JOB - Can you reproduce the items in the stretch from the line containing "of the blurred" through the line containing "pixel 229 514", swapping "thickest" for "widest" and leaving everything else unchanged?

INPUT ROWS -
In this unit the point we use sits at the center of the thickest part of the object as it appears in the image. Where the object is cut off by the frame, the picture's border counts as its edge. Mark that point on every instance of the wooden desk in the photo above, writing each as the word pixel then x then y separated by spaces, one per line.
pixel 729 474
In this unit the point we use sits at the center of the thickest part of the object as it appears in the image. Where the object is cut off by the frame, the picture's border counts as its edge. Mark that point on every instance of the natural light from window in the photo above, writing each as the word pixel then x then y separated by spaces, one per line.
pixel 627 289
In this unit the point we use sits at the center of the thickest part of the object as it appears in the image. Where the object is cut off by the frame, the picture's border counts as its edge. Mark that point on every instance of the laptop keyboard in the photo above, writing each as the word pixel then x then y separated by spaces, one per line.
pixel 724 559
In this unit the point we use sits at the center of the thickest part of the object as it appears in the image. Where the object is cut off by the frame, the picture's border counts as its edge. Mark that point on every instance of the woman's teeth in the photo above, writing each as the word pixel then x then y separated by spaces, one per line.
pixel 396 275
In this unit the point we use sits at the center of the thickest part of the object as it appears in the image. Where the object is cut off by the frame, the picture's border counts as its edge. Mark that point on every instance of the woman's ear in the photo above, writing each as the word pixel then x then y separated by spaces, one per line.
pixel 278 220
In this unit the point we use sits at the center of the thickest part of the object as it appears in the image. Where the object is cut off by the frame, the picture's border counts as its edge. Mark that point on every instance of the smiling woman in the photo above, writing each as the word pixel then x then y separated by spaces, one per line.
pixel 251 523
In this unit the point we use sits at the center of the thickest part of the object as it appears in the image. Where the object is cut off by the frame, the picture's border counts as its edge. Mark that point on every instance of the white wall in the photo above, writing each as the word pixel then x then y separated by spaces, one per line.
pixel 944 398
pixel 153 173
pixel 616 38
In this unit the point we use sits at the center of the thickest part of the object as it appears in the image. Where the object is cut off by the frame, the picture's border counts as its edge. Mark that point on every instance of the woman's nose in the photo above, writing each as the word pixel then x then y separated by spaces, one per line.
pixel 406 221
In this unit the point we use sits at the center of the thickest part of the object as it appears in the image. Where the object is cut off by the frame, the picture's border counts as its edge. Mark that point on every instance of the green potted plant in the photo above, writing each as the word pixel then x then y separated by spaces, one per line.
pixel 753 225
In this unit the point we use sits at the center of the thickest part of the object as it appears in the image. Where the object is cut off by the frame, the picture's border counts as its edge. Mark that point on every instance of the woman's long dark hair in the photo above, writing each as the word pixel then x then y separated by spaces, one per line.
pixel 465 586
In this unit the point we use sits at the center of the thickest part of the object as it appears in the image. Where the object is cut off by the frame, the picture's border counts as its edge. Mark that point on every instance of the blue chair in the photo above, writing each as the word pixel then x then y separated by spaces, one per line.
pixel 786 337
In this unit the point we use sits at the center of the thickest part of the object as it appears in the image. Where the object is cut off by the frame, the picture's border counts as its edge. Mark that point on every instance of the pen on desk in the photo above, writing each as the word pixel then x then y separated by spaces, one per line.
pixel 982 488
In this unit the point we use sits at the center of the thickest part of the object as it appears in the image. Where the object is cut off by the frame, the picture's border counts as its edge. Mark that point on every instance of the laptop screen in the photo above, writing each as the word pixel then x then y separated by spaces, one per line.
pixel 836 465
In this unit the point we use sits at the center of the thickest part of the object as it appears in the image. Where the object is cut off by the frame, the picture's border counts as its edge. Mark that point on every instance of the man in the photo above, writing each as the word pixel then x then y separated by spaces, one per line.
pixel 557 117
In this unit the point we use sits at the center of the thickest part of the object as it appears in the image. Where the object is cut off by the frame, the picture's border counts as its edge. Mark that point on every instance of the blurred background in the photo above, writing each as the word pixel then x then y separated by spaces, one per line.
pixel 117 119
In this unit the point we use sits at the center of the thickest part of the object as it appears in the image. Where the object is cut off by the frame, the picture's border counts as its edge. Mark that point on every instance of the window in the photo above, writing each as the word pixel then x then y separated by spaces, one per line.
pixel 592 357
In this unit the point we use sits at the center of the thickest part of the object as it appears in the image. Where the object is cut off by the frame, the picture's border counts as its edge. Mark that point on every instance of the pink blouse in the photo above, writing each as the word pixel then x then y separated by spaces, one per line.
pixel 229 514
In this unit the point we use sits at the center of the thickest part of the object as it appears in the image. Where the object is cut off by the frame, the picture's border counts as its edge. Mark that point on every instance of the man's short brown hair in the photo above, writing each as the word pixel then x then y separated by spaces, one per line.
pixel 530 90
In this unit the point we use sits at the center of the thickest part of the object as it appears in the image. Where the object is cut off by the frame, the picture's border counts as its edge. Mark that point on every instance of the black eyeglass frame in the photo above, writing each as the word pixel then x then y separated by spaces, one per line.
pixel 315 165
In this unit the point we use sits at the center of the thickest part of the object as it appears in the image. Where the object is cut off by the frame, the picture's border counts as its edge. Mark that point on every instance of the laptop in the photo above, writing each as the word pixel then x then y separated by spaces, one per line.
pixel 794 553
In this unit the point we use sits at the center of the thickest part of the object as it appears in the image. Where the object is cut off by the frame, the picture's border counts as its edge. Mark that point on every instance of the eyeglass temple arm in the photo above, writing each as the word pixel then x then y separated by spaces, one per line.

RESULT OF THE TASK -
In this unit the point we use sits at the center of the widest part of the object as it appears in the image. Where the object is cut off by the frame, the picture's border counts as its edge. Mark that point on every instance of the blurred background in the photo above, writing each as the word pixel then x then y separated by spaces, one per line.
pixel 117 119
In this unit the point we use sits at the center of the widest part of the object as it appears in the image. Where the object is cut off by the frame, the picture's border counts as its edge. Mark that point on every instance of the window in the photo above, writing each as the word pixel then x then y separated by spaces, one per line.
pixel 592 357
In this unit the point we use sits at the center of the widest part of the object as it appears in the image. Where the object is cut off by the frame, the picture's border counts as its edge. Mark that point on every instance of the pink blouse in the photo above, writing each as the word pixel then x then y separated by spaces, one per line.
pixel 229 514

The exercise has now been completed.